* _Problem_: Reproduce each entry below exactly, without omitting any.

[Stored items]

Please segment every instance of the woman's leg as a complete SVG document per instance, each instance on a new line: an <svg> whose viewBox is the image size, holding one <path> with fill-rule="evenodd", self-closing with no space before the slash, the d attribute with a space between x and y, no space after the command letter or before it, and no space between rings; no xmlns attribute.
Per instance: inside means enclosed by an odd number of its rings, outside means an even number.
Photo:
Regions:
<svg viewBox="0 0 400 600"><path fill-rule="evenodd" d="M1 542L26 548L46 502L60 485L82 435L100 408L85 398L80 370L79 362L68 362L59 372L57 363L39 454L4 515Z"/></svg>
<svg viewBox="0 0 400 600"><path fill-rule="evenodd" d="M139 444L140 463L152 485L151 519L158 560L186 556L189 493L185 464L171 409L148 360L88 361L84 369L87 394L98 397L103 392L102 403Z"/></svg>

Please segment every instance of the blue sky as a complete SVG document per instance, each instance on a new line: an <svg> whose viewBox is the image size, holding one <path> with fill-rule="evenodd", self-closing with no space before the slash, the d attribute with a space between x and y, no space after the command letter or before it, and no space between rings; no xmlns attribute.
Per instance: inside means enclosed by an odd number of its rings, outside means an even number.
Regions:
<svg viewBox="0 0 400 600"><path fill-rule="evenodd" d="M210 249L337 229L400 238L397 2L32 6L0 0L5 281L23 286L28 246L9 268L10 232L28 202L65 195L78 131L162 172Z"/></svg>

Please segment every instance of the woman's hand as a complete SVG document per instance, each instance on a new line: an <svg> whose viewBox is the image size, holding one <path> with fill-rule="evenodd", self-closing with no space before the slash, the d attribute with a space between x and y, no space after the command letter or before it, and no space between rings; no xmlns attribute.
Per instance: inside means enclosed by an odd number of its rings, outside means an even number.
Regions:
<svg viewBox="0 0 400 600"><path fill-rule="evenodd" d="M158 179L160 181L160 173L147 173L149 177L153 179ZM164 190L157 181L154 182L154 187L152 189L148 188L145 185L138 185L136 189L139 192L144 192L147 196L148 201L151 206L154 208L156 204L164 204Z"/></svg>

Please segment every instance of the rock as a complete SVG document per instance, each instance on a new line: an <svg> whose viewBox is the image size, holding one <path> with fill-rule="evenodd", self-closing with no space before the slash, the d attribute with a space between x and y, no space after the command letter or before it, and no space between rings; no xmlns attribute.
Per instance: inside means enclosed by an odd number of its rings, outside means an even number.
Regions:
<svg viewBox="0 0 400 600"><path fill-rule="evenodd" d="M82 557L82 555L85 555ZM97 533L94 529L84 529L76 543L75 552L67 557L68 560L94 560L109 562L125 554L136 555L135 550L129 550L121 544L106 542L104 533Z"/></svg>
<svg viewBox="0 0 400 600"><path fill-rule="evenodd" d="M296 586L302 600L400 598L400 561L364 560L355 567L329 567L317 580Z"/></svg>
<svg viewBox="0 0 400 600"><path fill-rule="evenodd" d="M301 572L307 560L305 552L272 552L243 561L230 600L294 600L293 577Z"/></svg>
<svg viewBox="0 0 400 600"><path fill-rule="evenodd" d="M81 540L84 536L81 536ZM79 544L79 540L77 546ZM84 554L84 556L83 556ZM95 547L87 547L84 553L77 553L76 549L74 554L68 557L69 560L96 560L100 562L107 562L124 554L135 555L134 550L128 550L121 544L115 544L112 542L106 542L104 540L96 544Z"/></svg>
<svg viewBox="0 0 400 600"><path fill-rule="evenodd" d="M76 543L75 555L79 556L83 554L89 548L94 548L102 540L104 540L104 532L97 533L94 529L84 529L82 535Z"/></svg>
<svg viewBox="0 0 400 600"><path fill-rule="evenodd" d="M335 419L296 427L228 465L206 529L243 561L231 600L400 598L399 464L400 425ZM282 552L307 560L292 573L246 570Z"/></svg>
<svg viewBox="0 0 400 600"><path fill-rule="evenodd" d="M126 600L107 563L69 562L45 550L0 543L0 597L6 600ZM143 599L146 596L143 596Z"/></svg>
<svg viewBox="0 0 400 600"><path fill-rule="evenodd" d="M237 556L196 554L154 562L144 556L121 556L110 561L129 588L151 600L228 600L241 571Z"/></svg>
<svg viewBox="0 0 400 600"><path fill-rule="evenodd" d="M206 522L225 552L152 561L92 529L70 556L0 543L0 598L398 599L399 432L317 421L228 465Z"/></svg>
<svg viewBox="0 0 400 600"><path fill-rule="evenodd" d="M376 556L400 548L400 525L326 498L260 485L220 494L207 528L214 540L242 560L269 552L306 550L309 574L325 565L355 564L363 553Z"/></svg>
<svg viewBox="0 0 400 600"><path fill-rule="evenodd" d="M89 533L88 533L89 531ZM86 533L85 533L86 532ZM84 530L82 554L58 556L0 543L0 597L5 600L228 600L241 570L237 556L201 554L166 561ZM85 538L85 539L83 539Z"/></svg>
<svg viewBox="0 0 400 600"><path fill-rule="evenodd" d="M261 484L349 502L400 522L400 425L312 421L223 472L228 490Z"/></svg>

* _Response area_:
Please segment every instance of the woman's leg as a complete SVG document per instance, each instance on a new line: an <svg> whose viewBox is the image size, holding one <path> with fill-rule="evenodd", self-closing with no space before the slash, the d attribute with a space between x and y, no space after the command letter or before it, and no space between rings; no xmlns attribute.
Per instance: inside means enclosed by an odd number of its rings, outside means an even number.
Photo:
Regions:
<svg viewBox="0 0 400 600"><path fill-rule="evenodd" d="M1 542L26 548L46 502L60 485L82 435L100 408L85 398L80 370L79 362L68 362L59 372L57 363L39 454L4 515Z"/></svg>
<svg viewBox="0 0 400 600"><path fill-rule="evenodd" d="M139 444L140 463L152 485L151 519L158 560L186 556L189 493L185 464L171 409L148 360L88 361L84 369L87 394L98 397L103 392L102 403Z"/></svg>

Please segment every instance of the blue sky as a complete SVG document per instance, each instance on a new line: an <svg> whose viewBox is the image size, holding one <path> with fill-rule="evenodd", self-closing with no space before the slash, the d attribute with a space between x and y, no space after the command letter or before it, and no space between rings; no xmlns attribute.
Per instance: inside means enclosed by an odd number of its rings, outside means an even number.
Regions:
<svg viewBox="0 0 400 600"><path fill-rule="evenodd" d="M210 249L337 229L400 238L397 2L32 6L0 0L5 281L23 286L28 246L9 268L10 232L28 202L65 195L78 131L162 172Z"/></svg>

Please segment every instance of the woman's hand as a complete SVG document per instance, each instance on a new line: an <svg> whose viewBox is the image size, holding one <path> with fill-rule="evenodd", self-closing with no space before the slash, the d attribute with a space between x and y, no space after the command letter or before it, and no space between rings; no xmlns attribute.
Per instance: inside means enclosed by an odd number of its rings, outside means an even number.
Regions:
<svg viewBox="0 0 400 600"><path fill-rule="evenodd" d="M158 179L160 181L160 173L147 173L149 177L153 179ZM164 190L157 181L154 182L154 187L152 189L148 188L145 185L138 185L136 189L139 192L144 192L147 196L148 201L151 206L154 208L156 204L164 204Z"/></svg>

Please segment every instance of the rock as a complete SVG document per instance, each instance on a new line: an <svg> whose viewBox is the image size, holding one <path> with fill-rule="evenodd", self-closing with no space before the slash, the d attribute with a space between x and y, no space after the command letter or before it, and no space between rings; no xmlns attribute.
Per instance: inside means enclosed by an odd number of its rings, outside means an even number.
Regions:
<svg viewBox="0 0 400 600"><path fill-rule="evenodd" d="M82 557L82 555L85 555ZM97 533L94 529L84 529L76 543L75 552L67 557L68 560L94 560L109 562L125 554L136 555L135 550L129 550L121 544L106 542L104 533Z"/></svg>
<svg viewBox="0 0 400 600"><path fill-rule="evenodd" d="M296 586L302 600L400 598L400 561L364 560L355 567L329 567L317 580Z"/></svg>
<svg viewBox="0 0 400 600"><path fill-rule="evenodd" d="M301 572L307 560L305 552L272 552L243 561L230 600L294 600L293 577Z"/></svg>
<svg viewBox="0 0 400 600"><path fill-rule="evenodd" d="M81 540L84 536L81 536ZM79 544L79 540L77 546ZM84 554L84 556L83 556ZM95 547L87 547L84 553L77 553L76 549L74 554L68 557L69 560L96 560L100 562L107 562L124 554L135 555L134 550L128 550L121 544L115 544L112 542L106 542L104 540L96 544Z"/></svg>
<svg viewBox="0 0 400 600"><path fill-rule="evenodd" d="M76 543L75 555L79 556L83 554L89 548L94 548L102 540L104 540L104 532L97 533L94 529L84 529L82 535Z"/></svg>
<svg viewBox="0 0 400 600"><path fill-rule="evenodd" d="M335 419L296 427L228 465L206 529L243 561L231 600L400 598L399 464L400 425ZM282 552L307 560L292 573L246 570Z"/></svg>
<svg viewBox="0 0 400 600"><path fill-rule="evenodd" d="M126 600L107 563L69 562L45 550L0 543L0 597L6 600ZM143 599L146 596L143 596Z"/></svg>
<svg viewBox="0 0 400 600"><path fill-rule="evenodd" d="M237 556L196 554L154 562L144 556L121 556L110 561L129 588L151 600L228 600L241 571Z"/></svg>
<svg viewBox="0 0 400 600"><path fill-rule="evenodd" d="M206 522L225 552L152 561L92 529L70 556L0 543L0 598L398 599L399 432L317 421L228 465Z"/></svg>
<svg viewBox="0 0 400 600"><path fill-rule="evenodd" d="M376 556L400 548L400 525L326 498L260 485L220 494L207 528L214 540L242 560L269 552L306 550L309 574L325 565L355 564L363 553Z"/></svg>
<svg viewBox="0 0 400 600"><path fill-rule="evenodd" d="M89 533L88 533L89 531ZM86 533L85 533L86 532ZM84 530L82 554L58 556L0 543L0 597L5 600L228 600L241 570L237 556L201 554L166 561ZM85 538L85 539L83 539Z"/></svg>
<svg viewBox="0 0 400 600"><path fill-rule="evenodd" d="M261 484L349 502L400 522L400 425L312 421L223 472L228 490Z"/></svg>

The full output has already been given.